BRIEF:
Print the entries in full, word for word, but not the pictures.

┏━━

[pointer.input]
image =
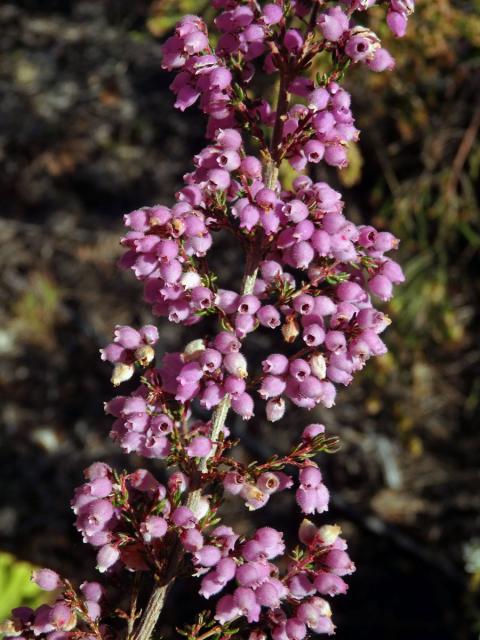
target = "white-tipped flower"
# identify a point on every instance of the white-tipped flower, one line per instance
(193, 350)
(121, 373)
(318, 365)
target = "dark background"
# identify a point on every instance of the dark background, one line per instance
(88, 132)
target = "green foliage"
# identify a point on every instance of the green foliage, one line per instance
(16, 588)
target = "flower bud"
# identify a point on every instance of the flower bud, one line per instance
(193, 350)
(144, 355)
(47, 579)
(121, 373)
(318, 366)
(290, 329)
(275, 409)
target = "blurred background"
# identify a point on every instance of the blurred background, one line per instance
(87, 133)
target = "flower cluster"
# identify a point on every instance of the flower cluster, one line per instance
(128, 348)
(310, 274)
(71, 615)
(285, 606)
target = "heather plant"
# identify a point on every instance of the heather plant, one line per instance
(310, 274)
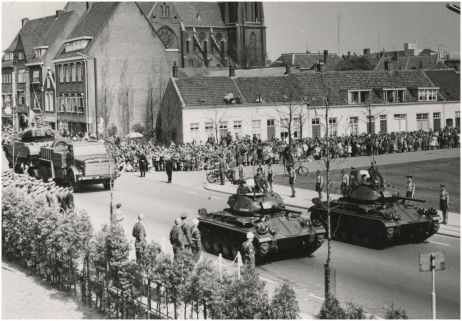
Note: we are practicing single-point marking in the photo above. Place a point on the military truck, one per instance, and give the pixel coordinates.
(77, 164)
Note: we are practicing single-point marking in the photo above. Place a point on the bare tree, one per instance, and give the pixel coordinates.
(126, 99)
(216, 115)
(105, 93)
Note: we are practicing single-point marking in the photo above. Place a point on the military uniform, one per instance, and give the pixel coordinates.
(248, 257)
(196, 243)
(139, 234)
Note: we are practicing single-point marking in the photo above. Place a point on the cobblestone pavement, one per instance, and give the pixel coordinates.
(27, 297)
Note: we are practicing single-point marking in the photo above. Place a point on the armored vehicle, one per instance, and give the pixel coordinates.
(276, 228)
(376, 215)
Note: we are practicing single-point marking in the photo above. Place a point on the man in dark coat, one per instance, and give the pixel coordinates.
(139, 233)
(169, 169)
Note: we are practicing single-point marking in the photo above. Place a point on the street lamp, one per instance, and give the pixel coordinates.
(96, 89)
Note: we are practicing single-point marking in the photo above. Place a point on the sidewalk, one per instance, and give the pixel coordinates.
(303, 201)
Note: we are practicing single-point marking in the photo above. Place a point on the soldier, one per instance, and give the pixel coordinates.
(345, 182)
(139, 233)
(248, 252)
(196, 240)
(176, 238)
(186, 231)
(444, 203)
(319, 183)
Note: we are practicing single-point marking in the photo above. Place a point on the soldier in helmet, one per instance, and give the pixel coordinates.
(248, 251)
(196, 240)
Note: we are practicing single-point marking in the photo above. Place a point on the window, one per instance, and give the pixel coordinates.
(21, 97)
(422, 122)
(360, 96)
(6, 78)
(79, 72)
(238, 128)
(21, 76)
(74, 72)
(427, 94)
(9, 55)
(353, 125)
(195, 134)
(36, 77)
(256, 128)
(332, 126)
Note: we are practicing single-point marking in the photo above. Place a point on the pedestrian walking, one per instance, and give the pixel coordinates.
(410, 187)
(176, 238)
(186, 232)
(292, 178)
(270, 176)
(444, 203)
(139, 233)
(319, 183)
(169, 169)
(195, 240)
(248, 251)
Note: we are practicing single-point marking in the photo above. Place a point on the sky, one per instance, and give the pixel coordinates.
(294, 27)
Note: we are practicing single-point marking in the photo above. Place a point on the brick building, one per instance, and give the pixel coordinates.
(194, 108)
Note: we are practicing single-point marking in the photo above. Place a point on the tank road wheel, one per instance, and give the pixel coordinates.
(207, 242)
(216, 243)
(226, 248)
(235, 248)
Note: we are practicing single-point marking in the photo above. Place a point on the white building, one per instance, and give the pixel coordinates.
(195, 108)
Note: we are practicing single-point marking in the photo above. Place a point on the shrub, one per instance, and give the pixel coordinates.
(392, 312)
(284, 304)
(331, 309)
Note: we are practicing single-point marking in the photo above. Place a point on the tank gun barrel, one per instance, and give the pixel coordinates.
(397, 197)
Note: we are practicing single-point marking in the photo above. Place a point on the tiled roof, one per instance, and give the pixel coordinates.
(210, 14)
(277, 89)
(448, 81)
(90, 25)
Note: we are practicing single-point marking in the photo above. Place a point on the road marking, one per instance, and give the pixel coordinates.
(267, 280)
(439, 243)
(317, 297)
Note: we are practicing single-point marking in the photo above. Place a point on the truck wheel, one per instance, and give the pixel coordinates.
(60, 142)
(73, 182)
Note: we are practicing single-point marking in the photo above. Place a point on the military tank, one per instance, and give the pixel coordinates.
(376, 216)
(275, 227)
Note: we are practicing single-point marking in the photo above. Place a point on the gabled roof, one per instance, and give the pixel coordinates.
(277, 89)
(448, 81)
(90, 25)
(210, 14)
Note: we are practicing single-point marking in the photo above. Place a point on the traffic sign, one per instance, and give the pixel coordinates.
(426, 261)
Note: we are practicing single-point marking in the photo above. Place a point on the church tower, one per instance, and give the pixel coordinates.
(245, 24)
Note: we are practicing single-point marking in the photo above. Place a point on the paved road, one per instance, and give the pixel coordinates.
(372, 278)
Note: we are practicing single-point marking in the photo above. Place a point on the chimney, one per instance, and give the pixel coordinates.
(175, 70)
(232, 71)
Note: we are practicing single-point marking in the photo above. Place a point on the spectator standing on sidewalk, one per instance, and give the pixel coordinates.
(139, 233)
(444, 203)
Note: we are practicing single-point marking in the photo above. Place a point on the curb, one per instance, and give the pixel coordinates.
(306, 208)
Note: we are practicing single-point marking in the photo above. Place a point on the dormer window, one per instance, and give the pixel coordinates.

┗━━

COMPLETE OUTPUT:
[pointer.input]
image =
target = "white-tipped flower"
# identify a point on every instance of the white-tipped flower, one line per instance
(193, 350)
(121, 373)
(318, 365)
target = "dark background"
# identify a point on every instance of the dark background, one line per instance
(88, 132)
target = "green foliage"
# identify a point on every instance of the green foliage, one line per instance
(16, 588)
target = "flower bud"
# identify a point on every instance of the flower bud, one line per instance
(193, 350)
(144, 355)
(47, 579)
(121, 373)
(318, 366)
(290, 329)
(275, 409)
target = "blurred background"
# identify a point on every instance of the blurred background, one line per instance
(87, 133)
target = "flower cluster"
# identify a point on every instance of the flower cluster, one line per instance
(128, 348)
(310, 274)
(71, 615)
(285, 606)
target = "heather plant"
# identify a point on every instance of the heather plant, one line per instance
(310, 274)
Note: we are practicing single-point marking in the photo above. Place a point on the military truck, one per instance, and give the pixel coordinates.
(77, 164)
Note: we are practicing single-point marking in the photo above. Place a point on the bare tree, one per instance, and give the pixel coordinates.
(126, 99)
(216, 115)
(105, 93)
Note: we are practicing single-point marking in the photo above. Place a point on the military uniform, one per instance, and give the pixel coordinates.
(248, 257)
(196, 243)
(139, 234)
Note: we are practicing single-point marking in the photo above. Place a point on the cobblestone pavement, one per instance, and give the pixel coordinates.
(27, 297)
Note: we are practicing single-point marking in the photo above. Place a point on the armored vehicle, one per instance, and give the pixel coordinates.
(276, 228)
(376, 215)
Note: we are practicing single-point marking in the photo above. Place a point on the man in dark coat, one per instance, and give the pixel coordinates.
(139, 233)
(169, 169)
Note: we are practicing single-point marking in the photo above. Place a point on the street lamp, one per instance, and give the pixel coordinates.
(96, 89)
Note: we are practicing single-point marking in the photo above. Place a point on the sidewalk, one per instance, and give the pixel coordinates.
(303, 201)
Note: we are practicing single-point marking in the photo above. Place a point on the soldier, one per instance, and give the pixel coordinates.
(345, 182)
(139, 233)
(248, 252)
(196, 240)
(176, 238)
(186, 231)
(444, 203)
(319, 183)
Note: we are practicing single-point marking in the photo above. Place a point on the soldier in helmet, one per instance, and give the pixel coordinates.
(248, 251)
(196, 240)
Note: we are practicing single-point marking in the photo above. Place a point on the window, one per instance, and give the pixel coordinates.
(21, 97)
(422, 122)
(360, 96)
(6, 78)
(79, 72)
(238, 128)
(21, 76)
(74, 72)
(427, 94)
(9, 55)
(353, 125)
(195, 134)
(36, 77)
(256, 128)
(332, 126)
Note: we are practicing single-point marking in the photo above. Place a point on the pedestrian walking, one per instance, and give the pixel coordinates.
(410, 187)
(176, 238)
(186, 232)
(292, 178)
(270, 176)
(444, 203)
(139, 233)
(319, 183)
(169, 169)
(195, 240)
(248, 251)
Note: we are practicing single-point marking in the photo above. Place a point on the sky, one per instance, and give the pixel coordinates.
(294, 27)
Note: we are practicing single-point marking in the photo above. Place a point on the brick building, one per instance, and give the pixel coordinates.
(194, 108)
Note: we are practicing single-point marking in the photo above. Place a point on the tank road wheel, one per instance, and give the pixel coordinates.
(207, 242)
(216, 243)
(226, 248)
(235, 248)
Note: we are practicing single-point marking in the photo above. Place a point on the white building, one per instance, and give the pixel coordinates.
(195, 108)
Note: we are practicing single-point marking in the photo above. Place a point on the shrub, one per instance, and give the pixel coordinates.
(392, 312)
(284, 304)
(331, 309)
Note: we are practicing single-point marking in the photo above. Place a point on the tank gun barrel, one per instance, and give the pixel coordinates.
(397, 197)
Note: we are practicing single-point marking in the photo above. Place a point on the tiled roof, one per instance, and give the pixel coordinates.
(210, 14)
(277, 89)
(448, 81)
(90, 25)
Note: we are practicing single-point marking in the photo above. Place a point on the road marking, one per instance, and give the pixel coordinates.
(267, 280)
(439, 243)
(317, 297)
Note: we are practicing single-point marking in the photo above. Place a point on the truck wheel, one per instance, and give the pixel coordinates.
(60, 142)
(73, 182)
Note: we are practicing single-point marking in the photo above. Place a point on the military tank, one per instance, and give the pixel coordinates.
(376, 216)
(275, 227)
Note: we are practicing single-point marking in the photo above. Place a point on the gabled roof, one per instance, and give the pixel coordinates.
(277, 89)
(448, 81)
(90, 25)
(210, 14)
Note: we are practicing single-point marking in the photo above. Place a point on the traffic sign, one per instance, and give the pixel coordinates.
(426, 261)
Note: we are practicing single-point marking in the photo above. Place a point on the church tower, one per instance, and give the pixel coordinates.
(245, 24)
Note: we are practicing single-point marking in the photo above. Place a point on the paved road, one per instance, and give the pixel coordinates.
(372, 278)
Note: we are practicing single-point marking in the photo above. Place a point on the chimney, one per instance, and give the pixel coordinates.
(175, 70)
(232, 71)
Note: we are practicing single-point marking in the photo above. Place a point on the spectator standing on sidewalk, one per instance, and give the pixel coordinates.
(139, 233)
(444, 203)
Note: we are practicing single-point marking in the photo above. Place a point on the curb, one per instance, and give the pixel coordinates.
(306, 208)
Note: we are practicing single-point marking in the photo above. Place a point on the dormer window, one per instance, and give the pixel coordinates.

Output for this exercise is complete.